Do this
Rewrite all of the material below with "Label" substituted for each "Target", changing nothing else and omitting the pictures.

------ Material provided

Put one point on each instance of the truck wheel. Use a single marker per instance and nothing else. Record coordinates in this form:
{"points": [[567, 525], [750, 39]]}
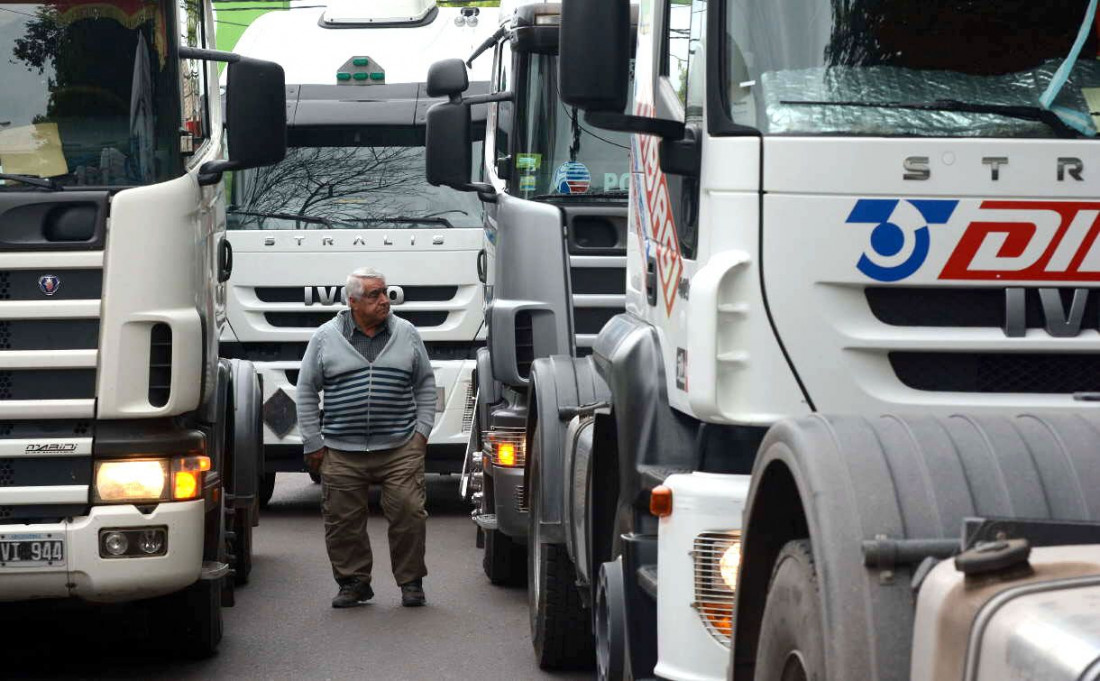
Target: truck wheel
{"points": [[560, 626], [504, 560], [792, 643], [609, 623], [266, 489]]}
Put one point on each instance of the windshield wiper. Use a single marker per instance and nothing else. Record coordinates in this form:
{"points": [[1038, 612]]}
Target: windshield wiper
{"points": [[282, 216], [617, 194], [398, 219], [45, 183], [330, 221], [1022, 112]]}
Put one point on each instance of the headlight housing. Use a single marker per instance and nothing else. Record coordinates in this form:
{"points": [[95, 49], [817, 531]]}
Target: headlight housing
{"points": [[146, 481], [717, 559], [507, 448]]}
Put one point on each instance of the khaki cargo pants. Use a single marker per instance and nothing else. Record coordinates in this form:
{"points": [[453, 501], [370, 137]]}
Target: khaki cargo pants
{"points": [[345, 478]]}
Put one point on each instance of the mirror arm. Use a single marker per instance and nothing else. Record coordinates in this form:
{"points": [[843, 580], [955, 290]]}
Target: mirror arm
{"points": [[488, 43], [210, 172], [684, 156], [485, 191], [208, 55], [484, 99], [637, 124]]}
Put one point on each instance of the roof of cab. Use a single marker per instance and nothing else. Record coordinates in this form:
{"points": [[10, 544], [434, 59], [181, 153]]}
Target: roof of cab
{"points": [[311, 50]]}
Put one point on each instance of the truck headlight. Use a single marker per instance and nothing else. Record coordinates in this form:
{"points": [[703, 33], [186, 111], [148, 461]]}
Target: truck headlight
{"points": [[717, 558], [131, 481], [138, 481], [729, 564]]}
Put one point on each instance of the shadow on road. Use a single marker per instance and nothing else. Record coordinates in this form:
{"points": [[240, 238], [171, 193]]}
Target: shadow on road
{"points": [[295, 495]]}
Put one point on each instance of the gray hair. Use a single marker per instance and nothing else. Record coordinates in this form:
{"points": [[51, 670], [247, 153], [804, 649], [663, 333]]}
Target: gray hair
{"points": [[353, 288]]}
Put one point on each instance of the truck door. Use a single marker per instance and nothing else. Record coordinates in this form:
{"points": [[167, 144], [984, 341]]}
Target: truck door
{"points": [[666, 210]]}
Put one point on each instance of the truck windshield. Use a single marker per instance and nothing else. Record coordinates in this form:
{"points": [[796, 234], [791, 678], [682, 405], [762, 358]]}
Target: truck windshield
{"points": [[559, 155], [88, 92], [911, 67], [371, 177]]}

------------

Expected output
Put one point on each instance of the truck wheel. Use a single marker per instance and nothing else. Record coordinates in this form:
{"points": [[567, 525], [750, 39]]}
Label: truck wheel
{"points": [[560, 626], [504, 560], [792, 643], [609, 623], [266, 489]]}
Put one point on each instance of the windshield wiper. Use a single marker per instance and nothing else. Record coordinates in this form:
{"points": [[1038, 612]]}
Label: windshield wiper
{"points": [[282, 216], [617, 194], [398, 219], [45, 183], [330, 221], [1022, 112]]}
Put one point on each instance of the headlight housing. Use a single marker per instance and nothing else. Record coordinates in this form:
{"points": [[95, 49], [817, 531]]}
Label: headlight housing
{"points": [[146, 481], [717, 559], [507, 448]]}
Put one point on each instance of the khaki cargo pants. Use a single marker per instance and nothing else. Record coordinates in this form:
{"points": [[453, 501], [370, 137]]}
Label: khaki cargo pants
{"points": [[345, 478]]}
Put one point on each instance of the mirror arm. Use a single marker per instance and nothing else. Record coordinates in this form:
{"points": [[843, 580], [955, 290]]}
Label: mirror arm
{"points": [[488, 43], [210, 172], [684, 156], [485, 191], [208, 55], [484, 99], [637, 124]]}
Put one point on each instance of the roof of cab. Use a single marker per instance and nothing else. Record coordinates in this form:
{"points": [[10, 544], [434, 59], [181, 153]]}
Label: roof of cab
{"points": [[311, 50]]}
Put one point on each instance of the truck headlight. Use a single marker per instance and nothing else. Record coordinates in this form:
{"points": [[703, 33], [186, 111], [148, 461]]}
Label: truck headlight
{"points": [[717, 558], [131, 481], [138, 481], [729, 564]]}
Put one point on each instance of the shadow on road. Use a single marker per instance and nothing else. Record coordinates in this form:
{"points": [[240, 238], [171, 193]]}
Label: shadow on road
{"points": [[295, 495]]}
Put one point on each instance of the gray hair. Use a single marker per instance and nothing else. Record coordinates in this form:
{"points": [[51, 670], [247, 153], [804, 649], [663, 333]]}
Label: gray hair
{"points": [[353, 288]]}
Put one point on each instance of the truck door. Use a single marker per instance and nothing else. Record coordinates in this form:
{"points": [[167, 144], [984, 341]]}
Label: truck door
{"points": [[666, 210]]}
Put one point on each instance of the truck windshield. Use a single marker per instance and nothing else. Record coordinates in this form:
{"points": [[796, 234], [791, 678], [682, 405], [762, 358]]}
Label: truck windshield
{"points": [[559, 155], [88, 92], [911, 67], [371, 177]]}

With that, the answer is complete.